What is expected: Please copy every one of the records below word for word, leaving the pictures out of your answer.

══════════════════════════════

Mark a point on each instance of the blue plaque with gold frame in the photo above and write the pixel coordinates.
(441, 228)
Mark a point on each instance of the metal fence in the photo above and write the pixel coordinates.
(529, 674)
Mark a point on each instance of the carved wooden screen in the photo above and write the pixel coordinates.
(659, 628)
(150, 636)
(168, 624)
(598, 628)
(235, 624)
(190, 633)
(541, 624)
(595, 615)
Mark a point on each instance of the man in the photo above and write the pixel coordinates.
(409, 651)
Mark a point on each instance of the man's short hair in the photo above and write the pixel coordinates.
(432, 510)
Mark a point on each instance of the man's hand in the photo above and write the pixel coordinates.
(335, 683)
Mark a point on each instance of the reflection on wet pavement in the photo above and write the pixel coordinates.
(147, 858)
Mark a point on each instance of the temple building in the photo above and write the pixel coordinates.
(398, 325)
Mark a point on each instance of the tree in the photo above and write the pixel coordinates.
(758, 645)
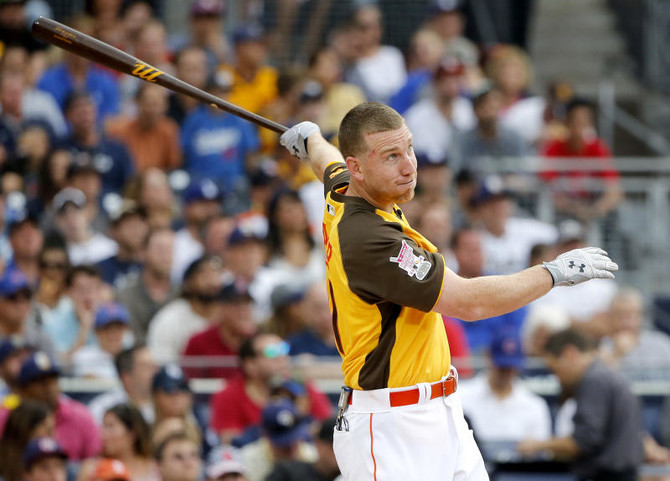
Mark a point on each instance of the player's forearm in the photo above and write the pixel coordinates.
(489, 296)
(321, 153)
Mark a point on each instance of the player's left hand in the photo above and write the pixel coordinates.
(580, 265)
(295, 139)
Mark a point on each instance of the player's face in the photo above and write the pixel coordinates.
(389, 167)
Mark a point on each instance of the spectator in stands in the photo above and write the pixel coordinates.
(283, 439)
(151, 136)
(323, 469)
(192, 312)
(253, 81)
(70, 325)
(27, 240)
(76, 72)
(29, 420)
(437, 120)
(586, 305)
(489, 138)
(510, 70)
(574, 190)
(606, 442)
(178, 458)
(479, 336)
(316, 338)
(232, 325)
(15, 298)
(202, 201)
(145, 294)
(45, 460)
(84, 245)
(126, 437)
(97, 360)
(425, 54)
(75, 429)
(136, 369)
(498, 406)
(631, 346)
(224, 464)
(89, 146)
(191, 65)
(129, 229)
(217, 145)
(506, 239)
(13, 351)
(238, 407)
(379, 70)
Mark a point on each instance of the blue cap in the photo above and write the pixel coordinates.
(281, 423)
(37, 366)
(248, 33)
(10, 345)
(41, 448)
(111, 312)
(12, 281)
(203, 189)
(170, 378)
(506, 351)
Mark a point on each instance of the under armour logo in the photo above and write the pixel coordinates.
(572, 265)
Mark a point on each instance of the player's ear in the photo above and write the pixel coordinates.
(355, 167)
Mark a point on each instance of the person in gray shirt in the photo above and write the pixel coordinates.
(607, 441)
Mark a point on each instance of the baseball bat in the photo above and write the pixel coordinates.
(95, 50)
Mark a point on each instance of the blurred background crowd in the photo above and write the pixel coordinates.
(163, 307)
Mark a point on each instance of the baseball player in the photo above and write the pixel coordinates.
(399, 417)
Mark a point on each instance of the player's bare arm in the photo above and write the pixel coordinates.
(488, 296)
(306, 137)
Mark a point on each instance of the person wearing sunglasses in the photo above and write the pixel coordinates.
(237, 409)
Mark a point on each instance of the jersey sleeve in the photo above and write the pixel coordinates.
(335, 175)
(382, 263)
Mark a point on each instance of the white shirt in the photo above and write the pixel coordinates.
(92, 251)
(433, 134)
(510, 252)
(186, 250)
(92, 361)
(521, 415)
(171, 328)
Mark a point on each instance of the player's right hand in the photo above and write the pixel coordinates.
(295, 139)
(580, 265)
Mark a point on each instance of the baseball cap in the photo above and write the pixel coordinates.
(69, 195)
(506, 351)
(224, 460)
(203, 189)
(12, 281)
(234, 292)
(37, 366)
(207, 8)
(108, 469)
(449, 66)
(10, 345)
(42, 448)
(281, 423)
(171, 379)
(492, 187)
(248, 33)
(109, 313)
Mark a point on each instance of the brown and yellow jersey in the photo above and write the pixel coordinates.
(383, 279)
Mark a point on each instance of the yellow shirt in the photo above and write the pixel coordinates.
(383, 280)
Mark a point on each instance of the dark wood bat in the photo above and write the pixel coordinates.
(97, 51)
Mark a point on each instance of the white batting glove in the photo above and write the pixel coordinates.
(580, 265)
(295, 139)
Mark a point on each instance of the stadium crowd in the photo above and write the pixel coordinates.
(147, 240)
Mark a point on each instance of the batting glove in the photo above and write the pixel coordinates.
(580, 265)
(295, 139)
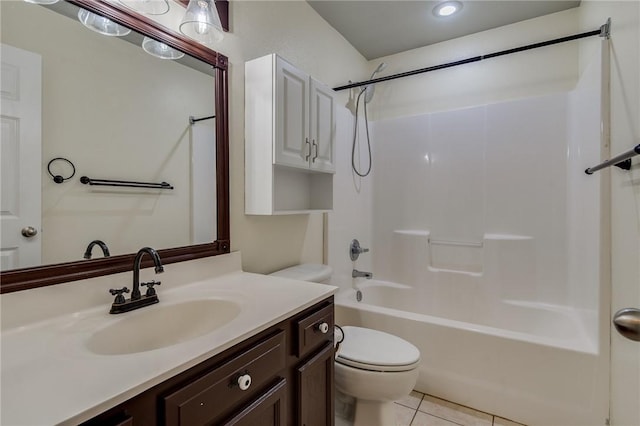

══════════════════════════════

Completed exercise:
Mark a point on each instance of the blue plaque with gold frame in the photo above and write the pixel coordinates.
(441, 228)
Mark a point on each instance of the metal fence in the photo above and write the pixel coordinates.
(529, 674)
Mark a point on each instance of the carved wooden screen in the photo above and write the pixel coordinates.
(659, 628)
(150, 636)
(168, 624)
(598, 628)
(235, 624)
(190, 633)
(541, 624)
(595, 615)
Mark a point on each instance of the man in the photo above and write the pixel coordinates.
(409, 651)
Mark a point on each instance of the man's short hair in the photo above and write the pixel coordinates.
(432, 510)
Mark a point on each instance of the man's hand in the photo above and write the pixel coordinates.
(335, 683)
Mark a point on each instance of the reflection on wet pavement in the photo above and write the pixel coordinates.
(147, 858)
Mark a point on each instance of the temple building in the photo above and write the pixel coordinates.
(398, 325)
Mark a point on each instance of the tree in the photo above and write the pixel coordinates.
(758, 645)
Mark a point on each instance of the player's forearm in the photo above and write the pixel coordinates.
(489, 296)
(321, 153)
Mark a point on each instance of the player's left hand in the photo above and write the pixel coordinates.
(580, 265)
(295, 139)
Mark a point on each instance of the player's face in the photo above and write the pixel coordinates.
(389, 167)
Mark a point on each instance of the spectator in stands in the photo above and write the pixel coordinates.
(283, 439)
(151, 136)
(323, 469)
(192, 312)
(253, 81)
(70, 325)
(27, 240)
(76, 72)
(29, 420)
(437, 120)
(586, 305)
(489, 138)
(510, 70)
(574, 190)
(606, 442)
(178, 458)
(479, 336)
(316, 338)
(232, 325)
(15, 298)
(202, 201)
(145, 294)
(45, 460)
(84, 245)
(126, 437)
(97, 360)
(425, 54)
(75, 429)
(136, 369)
(498, 406)
(631, 346)
(224, 464)
(89, 146)
(191, 65)
(129, 229)
(217, 145)
(506, 239)
(13, 351)
(238, 407)
(379, 70)
Mark a point on each instance of the blue cap in the photo above and write the pixel coordinates.
(281, 423)
(37, 366)
(248, 33)
(10, 345)
(41, 448)
(111, 312)
(12, 281)
(203, 189)
(170, 378)
(506, 351)
Mark a point on each instance of the under armour logo in the photo above and write the pixel coordinates.
(572, 265)
Mark a point on each instance of the player's ear in the photo above and write the pixel coordinates.
(355, 167)
Mark a point on each instance of the person in gray shirt in the photo above and write the pixel coordinates.
(607, 441)
Mark a point on each instance of the baseball bat in the photo above and write the pixel coordinates.
(95, 50)
Mark a point on each instance of the blurred background crowd in the photo above and write the pixel coordinates.
(163, 307)
Mark a point on each instance of the baseball player in the photo above and write the pixel coordinates.
(399, 417)
Mark a point on each instance of the player's bare arm in the photo above and write the pixel coordinates.
(488, 296)
(306, 137)
Mark a point on each instance of the person wearing sunglasses in the photo above and write the pixel coordinates.
(237, 409)
Mark a point on each instance of the jersey sleeve in the photo above and write the pixel coordinates.
(335, 175)
(382, 263)
Mark a point on each instance of the white shirt in the photo above and write the pixel coordinates.
(92, 251)
(433, 134)
(510, 252)
(186, 250)
(92, 361)
(521, 415)
(171, 328)
Mark a point on each instance of the player's right hand in the photo above and write the pixel coordinates.
(295, 139)
(580, 265)
Mark a point on each instance of the baseball cap in the photo above and write the pixel coordinates.
(69, 195)
(506, 351)
(224, 460)
(203, 189)
(12, 281)
(234, 292)
(37, 366)
(207, 8)
(108, 469)
(449, 66)
(10, 345)
(42, 448)
(281, 423)
(171, 379)
(492, 187)
(248, 33)
(109, 313)
Mark a point on each instance of the brown and yellow jersey in the photo above and write the pixel coordinates.
(383, 279)
Mark a point on each instance of the yellow shirt in the photo above and write the pixel coordinates.
(383, 280)
Mark a point on each instance of the dark wood bat in the photo above and write the pixel coordinates.
(97, 51)
Mark a point on each instance of the white batting glove in the photo above and write the pixel coordinates.
(580, 265)
(295, 139)
Mark a point on each instance of the stadium crowd in the photo above and write the pixel coordinates.
(147, 240)
Mark a point on each instance of the batting glove in the photo above and write the pixel coordinates.
(580, 265)
(295, 139)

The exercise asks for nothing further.